- [What is required] Copy out the records line for line, starting at the line that contains "Exercise. For every instance of the sweaty" and ending after the line that contains "[(1329, 172)]".

■ ■ ■ ■ ■ ■ ■

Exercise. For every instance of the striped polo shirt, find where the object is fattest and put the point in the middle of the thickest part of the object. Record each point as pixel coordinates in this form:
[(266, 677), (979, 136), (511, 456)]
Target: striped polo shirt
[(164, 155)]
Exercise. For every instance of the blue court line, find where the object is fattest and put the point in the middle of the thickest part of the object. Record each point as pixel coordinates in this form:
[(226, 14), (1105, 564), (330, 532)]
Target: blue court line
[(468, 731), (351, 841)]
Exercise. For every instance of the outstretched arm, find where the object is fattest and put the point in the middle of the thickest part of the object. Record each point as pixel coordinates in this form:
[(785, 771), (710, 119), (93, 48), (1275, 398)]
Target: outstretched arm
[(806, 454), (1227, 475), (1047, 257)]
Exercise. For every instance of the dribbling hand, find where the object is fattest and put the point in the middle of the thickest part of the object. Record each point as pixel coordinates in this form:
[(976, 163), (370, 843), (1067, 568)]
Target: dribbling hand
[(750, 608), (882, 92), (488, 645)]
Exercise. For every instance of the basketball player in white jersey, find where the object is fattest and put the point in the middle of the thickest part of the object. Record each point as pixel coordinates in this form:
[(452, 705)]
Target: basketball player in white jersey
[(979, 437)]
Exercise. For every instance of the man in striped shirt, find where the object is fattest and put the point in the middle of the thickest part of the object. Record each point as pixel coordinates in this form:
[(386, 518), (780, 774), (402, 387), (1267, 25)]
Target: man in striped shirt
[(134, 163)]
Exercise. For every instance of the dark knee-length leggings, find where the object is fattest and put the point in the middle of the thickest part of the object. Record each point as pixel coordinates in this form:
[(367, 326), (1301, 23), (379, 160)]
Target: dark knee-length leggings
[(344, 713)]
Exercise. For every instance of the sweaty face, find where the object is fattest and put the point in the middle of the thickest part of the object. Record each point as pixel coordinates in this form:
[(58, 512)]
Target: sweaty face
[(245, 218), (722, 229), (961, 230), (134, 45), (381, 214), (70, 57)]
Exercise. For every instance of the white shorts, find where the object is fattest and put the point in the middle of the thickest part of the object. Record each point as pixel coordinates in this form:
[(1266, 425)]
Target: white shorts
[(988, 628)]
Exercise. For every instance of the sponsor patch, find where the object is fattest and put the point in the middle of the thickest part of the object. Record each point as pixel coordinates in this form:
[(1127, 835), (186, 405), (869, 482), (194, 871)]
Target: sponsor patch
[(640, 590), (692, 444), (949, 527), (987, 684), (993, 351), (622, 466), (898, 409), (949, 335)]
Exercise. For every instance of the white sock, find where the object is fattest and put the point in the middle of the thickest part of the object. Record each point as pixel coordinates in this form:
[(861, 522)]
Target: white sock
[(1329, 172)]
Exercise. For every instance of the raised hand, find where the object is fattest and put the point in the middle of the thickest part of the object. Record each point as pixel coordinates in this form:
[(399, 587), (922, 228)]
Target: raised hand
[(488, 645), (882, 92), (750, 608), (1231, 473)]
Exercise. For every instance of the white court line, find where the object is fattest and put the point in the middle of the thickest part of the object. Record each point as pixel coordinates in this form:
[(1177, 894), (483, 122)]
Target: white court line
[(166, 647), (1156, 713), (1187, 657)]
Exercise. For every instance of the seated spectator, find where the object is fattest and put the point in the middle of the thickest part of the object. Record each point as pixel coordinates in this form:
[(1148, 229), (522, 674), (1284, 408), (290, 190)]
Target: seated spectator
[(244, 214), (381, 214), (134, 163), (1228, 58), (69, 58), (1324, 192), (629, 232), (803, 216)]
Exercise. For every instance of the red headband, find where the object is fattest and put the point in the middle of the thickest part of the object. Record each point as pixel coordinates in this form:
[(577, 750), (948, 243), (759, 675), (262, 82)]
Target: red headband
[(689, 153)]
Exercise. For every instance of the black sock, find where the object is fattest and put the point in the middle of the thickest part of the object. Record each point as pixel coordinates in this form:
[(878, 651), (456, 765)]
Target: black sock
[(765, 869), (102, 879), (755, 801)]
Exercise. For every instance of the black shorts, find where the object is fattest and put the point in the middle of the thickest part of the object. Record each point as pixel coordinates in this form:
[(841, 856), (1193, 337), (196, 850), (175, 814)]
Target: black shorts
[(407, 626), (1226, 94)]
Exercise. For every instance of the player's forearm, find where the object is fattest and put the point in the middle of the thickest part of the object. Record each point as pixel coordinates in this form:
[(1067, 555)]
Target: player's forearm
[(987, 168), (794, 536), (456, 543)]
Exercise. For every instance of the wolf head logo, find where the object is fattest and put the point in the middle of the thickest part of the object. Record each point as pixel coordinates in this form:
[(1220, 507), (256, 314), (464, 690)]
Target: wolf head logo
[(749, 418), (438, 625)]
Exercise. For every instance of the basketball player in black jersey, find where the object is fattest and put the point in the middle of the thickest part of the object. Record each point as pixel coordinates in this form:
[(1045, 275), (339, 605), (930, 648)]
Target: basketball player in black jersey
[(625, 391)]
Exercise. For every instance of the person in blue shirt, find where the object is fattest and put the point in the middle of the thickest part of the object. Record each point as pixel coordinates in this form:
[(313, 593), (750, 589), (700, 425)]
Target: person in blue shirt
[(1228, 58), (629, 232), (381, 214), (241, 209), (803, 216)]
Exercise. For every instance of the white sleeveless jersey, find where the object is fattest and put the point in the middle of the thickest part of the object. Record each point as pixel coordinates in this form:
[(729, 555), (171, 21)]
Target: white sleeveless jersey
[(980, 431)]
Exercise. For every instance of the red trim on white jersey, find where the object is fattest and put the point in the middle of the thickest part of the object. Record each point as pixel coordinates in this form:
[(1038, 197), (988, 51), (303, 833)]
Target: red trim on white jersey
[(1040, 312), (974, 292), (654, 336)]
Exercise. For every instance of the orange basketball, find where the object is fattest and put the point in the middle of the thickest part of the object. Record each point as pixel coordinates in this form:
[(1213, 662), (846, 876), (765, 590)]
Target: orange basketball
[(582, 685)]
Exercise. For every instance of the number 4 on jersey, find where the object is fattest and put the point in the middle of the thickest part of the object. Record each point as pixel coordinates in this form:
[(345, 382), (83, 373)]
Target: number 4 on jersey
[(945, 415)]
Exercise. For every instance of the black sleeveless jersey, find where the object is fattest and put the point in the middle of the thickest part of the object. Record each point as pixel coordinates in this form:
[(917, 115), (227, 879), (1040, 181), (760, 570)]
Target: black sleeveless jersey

■ ■ ■ ■ ■ ■ ■

- [Task solution]
Exercise. For every instance of the sweaty face, find where the object is fattest and put the point in the middle of the thickest part of the object. Record each point as pixel coordinates in this form:
[(58, 512)]
Target: sweaty face
[(245, 218), (722, 229), (961, 230), (134, 45), (381, 214), (70, 57)]
Exercise. For every instance of the white shorts, find where the object is fattest and put the point in the middle of the thickest part of the object. Record each point as pixel coordinates in this form:
[(1266, 425)]
Target: white shorts
[(988, 628)]
Exercise. For every instance of the sponsor patch, find where the object is fattest and put the point in the middle of the thickest part of the object. Record each point as pixel coordinates in this form:
[(1127, 835), (186, 405), (869, 482), (194, 871)]
Target: sponsor patch
[(640, 590), (692, 444), (949, 527), (987, 684), (993, 351), (622, 466), (898, 409), (949, 335)]
Exercise. For every instance of the white sock, find where the object is fattest and put the point in the middle of the thickest part of the object. Record each point as pixel coordinates in this form:
[(861, 522)]
Target: white sock
[(1329, 172)]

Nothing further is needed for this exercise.